[Region annotation data]

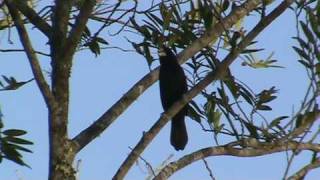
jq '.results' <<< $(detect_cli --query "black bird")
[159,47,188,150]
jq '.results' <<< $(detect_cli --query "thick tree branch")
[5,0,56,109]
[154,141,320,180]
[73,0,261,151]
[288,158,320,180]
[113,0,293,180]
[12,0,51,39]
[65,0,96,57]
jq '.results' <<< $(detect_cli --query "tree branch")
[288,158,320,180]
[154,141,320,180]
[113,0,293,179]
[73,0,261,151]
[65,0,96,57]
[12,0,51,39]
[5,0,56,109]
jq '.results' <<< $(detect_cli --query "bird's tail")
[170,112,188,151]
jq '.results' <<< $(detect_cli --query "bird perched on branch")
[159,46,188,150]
---
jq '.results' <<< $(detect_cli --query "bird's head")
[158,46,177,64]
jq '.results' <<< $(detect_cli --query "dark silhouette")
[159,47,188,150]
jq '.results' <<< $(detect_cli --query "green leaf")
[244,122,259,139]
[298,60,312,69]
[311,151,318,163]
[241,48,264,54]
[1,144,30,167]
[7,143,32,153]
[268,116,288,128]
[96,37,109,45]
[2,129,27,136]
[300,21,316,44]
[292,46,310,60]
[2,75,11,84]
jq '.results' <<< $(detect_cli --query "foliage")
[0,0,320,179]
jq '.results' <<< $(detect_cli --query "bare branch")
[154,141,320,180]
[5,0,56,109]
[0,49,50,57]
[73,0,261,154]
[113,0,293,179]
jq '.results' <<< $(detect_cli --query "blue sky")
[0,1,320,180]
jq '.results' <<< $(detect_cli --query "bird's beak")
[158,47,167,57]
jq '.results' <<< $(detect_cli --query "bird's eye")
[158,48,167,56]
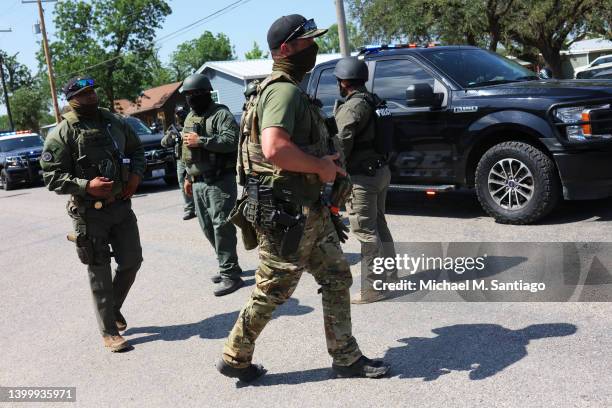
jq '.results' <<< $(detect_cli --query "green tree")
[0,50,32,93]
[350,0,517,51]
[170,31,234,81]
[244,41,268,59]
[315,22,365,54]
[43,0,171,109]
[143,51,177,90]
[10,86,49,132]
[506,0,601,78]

- DIRECTIVE
Count the lines in the data above that contain the string "branch", treating case as significant, and give only the number.

- OUTPUT OF THE TASK
4